All of the data needs to come back exactly as written.
Start of Dataset entries
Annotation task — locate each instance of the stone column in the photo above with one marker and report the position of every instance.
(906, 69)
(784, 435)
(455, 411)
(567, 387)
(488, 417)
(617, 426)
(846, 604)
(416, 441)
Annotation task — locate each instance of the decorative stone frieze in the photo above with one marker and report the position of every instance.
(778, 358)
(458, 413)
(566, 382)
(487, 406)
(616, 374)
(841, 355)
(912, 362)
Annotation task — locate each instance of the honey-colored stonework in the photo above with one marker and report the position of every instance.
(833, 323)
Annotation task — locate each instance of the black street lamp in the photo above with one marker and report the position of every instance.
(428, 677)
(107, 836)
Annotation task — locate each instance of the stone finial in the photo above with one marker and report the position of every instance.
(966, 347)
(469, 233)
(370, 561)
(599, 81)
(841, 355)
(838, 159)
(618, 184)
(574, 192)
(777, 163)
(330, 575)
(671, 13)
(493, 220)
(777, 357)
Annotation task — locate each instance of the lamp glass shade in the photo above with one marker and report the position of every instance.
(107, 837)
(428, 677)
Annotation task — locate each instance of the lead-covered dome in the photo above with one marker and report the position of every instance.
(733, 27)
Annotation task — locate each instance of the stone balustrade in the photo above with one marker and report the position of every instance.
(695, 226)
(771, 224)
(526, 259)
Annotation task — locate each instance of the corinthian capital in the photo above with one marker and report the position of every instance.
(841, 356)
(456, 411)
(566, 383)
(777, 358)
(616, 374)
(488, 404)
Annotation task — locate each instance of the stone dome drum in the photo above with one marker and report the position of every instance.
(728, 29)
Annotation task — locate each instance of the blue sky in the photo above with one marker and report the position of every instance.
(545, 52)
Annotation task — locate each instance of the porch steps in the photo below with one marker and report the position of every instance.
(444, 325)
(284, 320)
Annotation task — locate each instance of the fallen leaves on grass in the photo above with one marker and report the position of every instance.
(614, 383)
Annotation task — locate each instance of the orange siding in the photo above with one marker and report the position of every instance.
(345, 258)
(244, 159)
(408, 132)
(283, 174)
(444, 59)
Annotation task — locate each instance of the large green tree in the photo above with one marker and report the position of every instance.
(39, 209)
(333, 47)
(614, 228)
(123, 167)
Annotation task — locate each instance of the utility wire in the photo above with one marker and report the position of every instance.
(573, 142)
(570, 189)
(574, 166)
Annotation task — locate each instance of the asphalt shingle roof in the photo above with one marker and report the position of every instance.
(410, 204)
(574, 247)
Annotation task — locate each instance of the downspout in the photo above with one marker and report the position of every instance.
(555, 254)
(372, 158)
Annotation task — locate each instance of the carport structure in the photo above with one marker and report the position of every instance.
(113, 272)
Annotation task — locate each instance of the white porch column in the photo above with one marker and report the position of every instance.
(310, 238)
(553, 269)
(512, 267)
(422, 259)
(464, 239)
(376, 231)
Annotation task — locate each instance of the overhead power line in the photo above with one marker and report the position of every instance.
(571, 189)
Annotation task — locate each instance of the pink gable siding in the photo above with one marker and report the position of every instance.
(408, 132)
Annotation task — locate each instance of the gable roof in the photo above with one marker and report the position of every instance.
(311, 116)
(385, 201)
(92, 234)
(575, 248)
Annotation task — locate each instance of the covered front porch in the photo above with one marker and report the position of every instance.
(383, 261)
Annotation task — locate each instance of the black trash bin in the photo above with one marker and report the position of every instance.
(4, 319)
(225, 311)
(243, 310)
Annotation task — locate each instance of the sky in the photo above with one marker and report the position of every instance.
End of Dataset entries
- _Response area_:
Annotation task — locate each instance of the stone column in the photo above with one marker and report the position of every instance.
(906, 69)
(784, 435)
(455, 411)
(567, 387)
(488, 417)
(617, 426)
(846, 604)
(416, 441)
Annotation task — locate each instance of the decorative stone frieze in the photo above with one marker and report the position of every instance.
(778, 358)
(458, 413)
(566, 382)
(487, 406)
(616, 374)
(841, 355)
(912, 362)
Annotation task — locate each instance of the honey-colored stonework in the photo above with one marker and report the position of every instance.
(833, 323)
Annotation task — locate each instance of the black street lamp in the photo above with one marker and report the position of every instance.
(428, 677)
(107, 836)
Annotation task — locate each instance of the stone finial in the photo above with one marker and report the position of every instance.
(966, 347)
(469, 233)
(370, 561)
(599, 81)
(841, 355)
(838, 159)
(618, 184)
(574, 192)
(777, 163)
(330, 575)
(671, 13)
(493, 220)
(777, 357)
Annotation task — locate each instance of the lamp glass shade in the photo above with one marker and report the position of every instance.
(107, 837)
(428, 677)
Annotation task — locate each instance of the lead-covered dome in the photo above with one marker and report the position of every instance.
(733, 27)
Annotation task — locate each instance of the stone balustrade in the photo above with one marker and report the position of every instance.
(695, 226)
(771, 224)
(526, 259)
Annotation task — locate each instance of the corinthian capital in the photo above with one marker and report the position of every instance.
(841, 356)
(456, 411)
(566, 383)
(777, 358)
(616, 374)
(488, 404)
Annotation task — locate each instance of the stone dome drum in the photo above with one marker and report the position of every instance.
(728, 29)
Annotation task — locate each instance of the blue sky in the photo above with one marker and report the position of every instance.
(545, 52)
Annotation task — locate each instance of the porch steps in the photo below with one marker and report the position of every instance.
(444, 325)
(284, 320)
Annotation task — locate each instance of the fallen leaves on grass in the photo above with one marker and report the position of every instance.
(614, 383)
Annotation task — locate each instance of the orange siding in the photo above with one marker and report the position of every instance.
(345, 258)
(244, 159)
(408, 132)
(283, 174)
(444, 59)
Annotation task — locate each instance of the large green tree in the photo above with one marker and report the position of every instance.
(39, 209)
(333, 47)
(614, 228)
(123, 167)
Annotation task — locate each instance of the utility wire in the photo above with one marker and report the position of every instance.
(573, 142)
(570, 189)
(574, 166)
Annotation task — locate each instance of the asphalt shingle roof in the photo above with one marker and report the position of every instance.
(410, 204)
(574, 247)
Annotation task — locate each instance of the downspout in the photo above with one marker and report the position of every instance.
(555, 254)
(372, 158)
Annotation task — locate each instance of the carport structure in the photo above with one marker and report the position of every instance.
(113, 272)
Annotation task — locate each instance of the white porch column in the photo above with one marker and report the position of every instance.
(310, 238)
(553, 269)
(512, 267)
(422, 259)
(464, 239)
(376, 231)
Annotation task — locate each instance of the overhead power line in the photo above with one marker and report the position of every instance.
(571, 189)
Annotation task — locate each instance of the pink gable siding in the photo above with one marker and report the position of every instance.
(408, 132)
Annotation task — locate each instance of the gable roof in the photo above with one marker and report the position of every instance.
(311, 116)
(385, 201)
(92, 234)
(575, 248)
Annotation task — locate each instance of the covered front porch in the photo above with one marker and report the position of every instance.
(383, 261)
Annotation task — locate each instance of the black trash bin in the photo above with one marker and report the position of every instance.
(4, 319)
(225, 311)
(243, 310)
Annotation task — locate each instance of the sky in the photo above with one marker and report the position of every instance.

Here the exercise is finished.